== PASSAGE ==
*** Begin section ***
On Tue, Feb 12, 2002 at 07:09:32AM -0500, Douglas Quebbeman wrote:
> On Mon, 11 Feb 2002, Doc wrote:
If people are
still using MS Outlook inspite of all the viruses and crap
that have plagued that pathetic piece of shit in the past few years then
they not only deserve whatever damage gets done to their system via such
vehicles but they shouldn't be allowed to use e-mail at all since they
only end up contributing to the greater problem by running it!
Until the govt performs a door-to-door search for all the script
kiddies, whatever is the most-popular-and-prevalent-platform will be
the target for such attacks. You may think that Pine has no way of
being exploited (is Mark Crispin on this list?), but wait'll it's
the only thing we're using...
Seriously, Outlook isn't the source of the stated problems; half-assed,
self-taught, sycophantic sysadmins who can't secure their systems are!
Clearly you have to decide which problem is more serious:
- Outlook _does exhibit_ these problems (because of the lazy sysadmins
and swarming script kiddies)?
- Outlook _can exhibit_ these problems? (because of the lack of checking
for buffer overflows, incredibly complicated code, difficulty of
knowing if you've turned all the insecure features off, etc.)
Suppose Emacs suddenly became the most popular mail client. A whole
bunch of exploits would no doubt appear. I would trust the Emacs
community more than I would trust Microsoft to understand the bugs
being exploited, change the code, and release the changes. And I'm
with Doc -- the way MS writes programs makes them horribly insecure,
and the second point above is probably more serious than the first.
BTW, Emacs can execute code in a file when it reads the file, so (in
some fundamental sense) it's just as dangerous as Outlook. But there
are only two variables that control this feature, so if I turned it off,
I would feel more confident than with Outlook that it stayed off.
I wouldn't feel completely confident, though. Relatively few people
can write Emacs viruses, or would want to -- if that changed, I would
probably feel less confident in the Emacs source code.
*** End section ***
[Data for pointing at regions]
*** Begin section ***
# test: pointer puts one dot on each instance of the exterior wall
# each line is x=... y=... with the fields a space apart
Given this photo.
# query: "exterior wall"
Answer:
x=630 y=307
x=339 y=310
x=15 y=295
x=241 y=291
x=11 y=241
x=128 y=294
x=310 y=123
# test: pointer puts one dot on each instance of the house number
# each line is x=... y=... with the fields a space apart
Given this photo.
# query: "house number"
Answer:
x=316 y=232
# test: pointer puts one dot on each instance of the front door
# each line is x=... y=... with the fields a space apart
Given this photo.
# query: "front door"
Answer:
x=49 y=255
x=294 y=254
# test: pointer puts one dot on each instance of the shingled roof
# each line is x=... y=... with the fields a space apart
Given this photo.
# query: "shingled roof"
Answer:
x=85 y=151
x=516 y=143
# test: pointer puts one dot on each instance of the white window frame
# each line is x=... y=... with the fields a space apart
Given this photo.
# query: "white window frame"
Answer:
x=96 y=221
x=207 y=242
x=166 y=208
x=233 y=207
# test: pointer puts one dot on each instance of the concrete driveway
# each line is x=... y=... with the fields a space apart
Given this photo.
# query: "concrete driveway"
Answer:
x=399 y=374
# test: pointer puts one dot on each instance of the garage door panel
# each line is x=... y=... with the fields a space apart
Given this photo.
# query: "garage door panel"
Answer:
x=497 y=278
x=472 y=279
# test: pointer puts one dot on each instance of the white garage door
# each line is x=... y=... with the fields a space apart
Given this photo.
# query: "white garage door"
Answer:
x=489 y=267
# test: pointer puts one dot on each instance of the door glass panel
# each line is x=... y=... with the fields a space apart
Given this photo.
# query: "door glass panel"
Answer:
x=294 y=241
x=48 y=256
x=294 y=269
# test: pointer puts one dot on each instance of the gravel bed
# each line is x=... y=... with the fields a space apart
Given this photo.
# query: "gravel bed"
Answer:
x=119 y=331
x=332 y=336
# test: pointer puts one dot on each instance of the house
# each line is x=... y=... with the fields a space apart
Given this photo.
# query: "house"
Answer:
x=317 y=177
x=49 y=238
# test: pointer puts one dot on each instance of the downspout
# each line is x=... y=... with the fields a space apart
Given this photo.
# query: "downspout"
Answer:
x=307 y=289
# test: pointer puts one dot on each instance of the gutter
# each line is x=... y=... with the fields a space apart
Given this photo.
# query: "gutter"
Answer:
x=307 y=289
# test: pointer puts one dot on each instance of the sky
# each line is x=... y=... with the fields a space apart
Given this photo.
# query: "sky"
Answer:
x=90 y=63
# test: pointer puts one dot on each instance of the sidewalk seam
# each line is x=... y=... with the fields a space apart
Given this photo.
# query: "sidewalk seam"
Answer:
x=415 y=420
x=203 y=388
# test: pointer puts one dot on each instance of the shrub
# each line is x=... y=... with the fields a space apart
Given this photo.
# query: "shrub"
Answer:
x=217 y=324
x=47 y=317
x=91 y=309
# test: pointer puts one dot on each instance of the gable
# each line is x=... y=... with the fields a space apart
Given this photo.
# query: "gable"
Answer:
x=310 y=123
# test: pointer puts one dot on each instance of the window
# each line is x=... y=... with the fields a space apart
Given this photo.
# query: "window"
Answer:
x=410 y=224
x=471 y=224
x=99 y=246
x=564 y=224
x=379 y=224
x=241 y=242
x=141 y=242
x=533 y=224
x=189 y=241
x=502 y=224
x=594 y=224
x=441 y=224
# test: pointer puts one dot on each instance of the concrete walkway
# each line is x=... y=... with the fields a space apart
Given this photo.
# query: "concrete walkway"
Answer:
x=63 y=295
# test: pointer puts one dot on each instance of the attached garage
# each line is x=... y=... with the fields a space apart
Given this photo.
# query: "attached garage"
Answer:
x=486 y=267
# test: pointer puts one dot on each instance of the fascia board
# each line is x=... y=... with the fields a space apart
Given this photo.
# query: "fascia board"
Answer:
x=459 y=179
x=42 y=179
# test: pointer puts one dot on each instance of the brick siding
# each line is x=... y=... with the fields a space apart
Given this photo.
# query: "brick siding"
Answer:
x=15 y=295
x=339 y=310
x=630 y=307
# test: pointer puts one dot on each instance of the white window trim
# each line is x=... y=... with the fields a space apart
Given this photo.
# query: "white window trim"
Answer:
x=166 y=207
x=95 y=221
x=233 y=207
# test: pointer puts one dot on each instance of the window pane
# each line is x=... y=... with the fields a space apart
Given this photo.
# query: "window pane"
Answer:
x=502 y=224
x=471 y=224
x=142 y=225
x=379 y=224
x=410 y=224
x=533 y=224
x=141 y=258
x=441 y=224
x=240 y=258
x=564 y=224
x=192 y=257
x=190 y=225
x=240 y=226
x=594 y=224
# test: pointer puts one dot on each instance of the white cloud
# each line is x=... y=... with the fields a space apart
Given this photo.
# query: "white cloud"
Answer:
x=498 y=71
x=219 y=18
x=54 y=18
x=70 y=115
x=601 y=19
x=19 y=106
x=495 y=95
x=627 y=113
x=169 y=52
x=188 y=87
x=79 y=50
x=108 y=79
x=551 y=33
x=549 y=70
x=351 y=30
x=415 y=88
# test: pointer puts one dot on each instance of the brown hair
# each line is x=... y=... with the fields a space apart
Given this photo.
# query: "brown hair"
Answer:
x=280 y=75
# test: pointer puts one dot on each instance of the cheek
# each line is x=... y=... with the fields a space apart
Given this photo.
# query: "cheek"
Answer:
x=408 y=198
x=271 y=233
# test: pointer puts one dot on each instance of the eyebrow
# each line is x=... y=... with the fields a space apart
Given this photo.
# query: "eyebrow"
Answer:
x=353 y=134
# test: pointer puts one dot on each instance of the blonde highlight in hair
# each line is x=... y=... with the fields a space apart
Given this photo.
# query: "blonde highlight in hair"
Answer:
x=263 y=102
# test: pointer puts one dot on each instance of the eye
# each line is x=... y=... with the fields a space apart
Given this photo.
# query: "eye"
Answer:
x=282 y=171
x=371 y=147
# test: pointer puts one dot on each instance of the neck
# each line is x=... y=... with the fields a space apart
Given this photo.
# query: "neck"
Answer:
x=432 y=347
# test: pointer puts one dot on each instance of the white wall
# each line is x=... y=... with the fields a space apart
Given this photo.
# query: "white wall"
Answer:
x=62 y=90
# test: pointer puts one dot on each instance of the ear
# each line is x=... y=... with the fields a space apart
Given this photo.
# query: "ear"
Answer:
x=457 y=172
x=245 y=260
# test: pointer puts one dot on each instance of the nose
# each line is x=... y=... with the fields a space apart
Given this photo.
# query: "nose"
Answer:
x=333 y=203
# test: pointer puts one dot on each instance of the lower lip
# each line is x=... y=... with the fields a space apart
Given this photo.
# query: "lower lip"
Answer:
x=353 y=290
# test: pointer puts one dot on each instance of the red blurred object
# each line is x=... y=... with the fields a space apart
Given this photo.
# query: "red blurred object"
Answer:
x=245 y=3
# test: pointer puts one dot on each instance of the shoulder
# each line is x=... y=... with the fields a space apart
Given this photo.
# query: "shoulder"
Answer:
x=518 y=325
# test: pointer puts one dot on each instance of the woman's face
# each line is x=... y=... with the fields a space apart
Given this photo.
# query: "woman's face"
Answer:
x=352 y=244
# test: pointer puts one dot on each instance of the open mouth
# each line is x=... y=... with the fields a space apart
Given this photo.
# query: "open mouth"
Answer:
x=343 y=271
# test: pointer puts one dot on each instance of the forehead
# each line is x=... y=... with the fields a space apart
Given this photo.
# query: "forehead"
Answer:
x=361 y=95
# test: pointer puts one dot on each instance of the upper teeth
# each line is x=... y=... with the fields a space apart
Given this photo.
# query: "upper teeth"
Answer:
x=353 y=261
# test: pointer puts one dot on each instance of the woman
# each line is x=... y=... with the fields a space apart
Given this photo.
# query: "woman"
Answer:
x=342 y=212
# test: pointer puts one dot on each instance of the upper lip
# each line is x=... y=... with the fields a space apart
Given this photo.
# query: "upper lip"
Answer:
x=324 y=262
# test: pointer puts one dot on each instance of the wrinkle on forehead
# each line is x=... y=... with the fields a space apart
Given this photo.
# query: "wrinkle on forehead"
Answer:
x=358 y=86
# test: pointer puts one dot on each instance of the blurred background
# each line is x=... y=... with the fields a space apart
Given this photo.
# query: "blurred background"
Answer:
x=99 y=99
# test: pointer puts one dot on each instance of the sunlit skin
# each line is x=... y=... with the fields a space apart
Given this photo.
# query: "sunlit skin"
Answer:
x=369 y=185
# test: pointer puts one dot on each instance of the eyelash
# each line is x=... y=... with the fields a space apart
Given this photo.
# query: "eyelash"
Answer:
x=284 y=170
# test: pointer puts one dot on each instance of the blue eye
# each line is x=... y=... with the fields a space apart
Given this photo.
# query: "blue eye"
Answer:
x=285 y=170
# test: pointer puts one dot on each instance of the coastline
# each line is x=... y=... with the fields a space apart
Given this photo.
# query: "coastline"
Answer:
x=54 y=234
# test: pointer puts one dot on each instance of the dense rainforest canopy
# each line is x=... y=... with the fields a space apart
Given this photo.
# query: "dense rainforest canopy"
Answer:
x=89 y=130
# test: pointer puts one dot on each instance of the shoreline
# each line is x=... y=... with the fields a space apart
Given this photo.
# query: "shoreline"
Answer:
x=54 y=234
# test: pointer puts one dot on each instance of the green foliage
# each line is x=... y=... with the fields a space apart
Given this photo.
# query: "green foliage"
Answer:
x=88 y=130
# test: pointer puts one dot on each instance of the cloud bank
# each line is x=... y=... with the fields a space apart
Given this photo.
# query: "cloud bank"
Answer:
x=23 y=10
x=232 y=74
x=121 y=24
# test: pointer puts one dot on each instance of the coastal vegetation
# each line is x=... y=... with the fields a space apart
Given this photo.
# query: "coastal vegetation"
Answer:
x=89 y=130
*** End section ***
== PROBLEM STATEMENT ==
Say whether each statement agrees with the email about Outlook and Emacs, answering yes or no and quoting the words from the email that settle it. (a) Emacs can run code in a file when it reads that file. (b) Only one variable controls this Emacs feature. (c) Microsoft is trusted more than the Emacs community to deal with exploited bugs. You won't need the lines to do this.

== EXERCISE OUTPUT ==
(a) Yes: "Emacs can execute code in a file when it reads the file"
(b) No: "there are only two variables that control this feature"
(c) No: "I would trust the Emacs community more than I would trust Microsoft"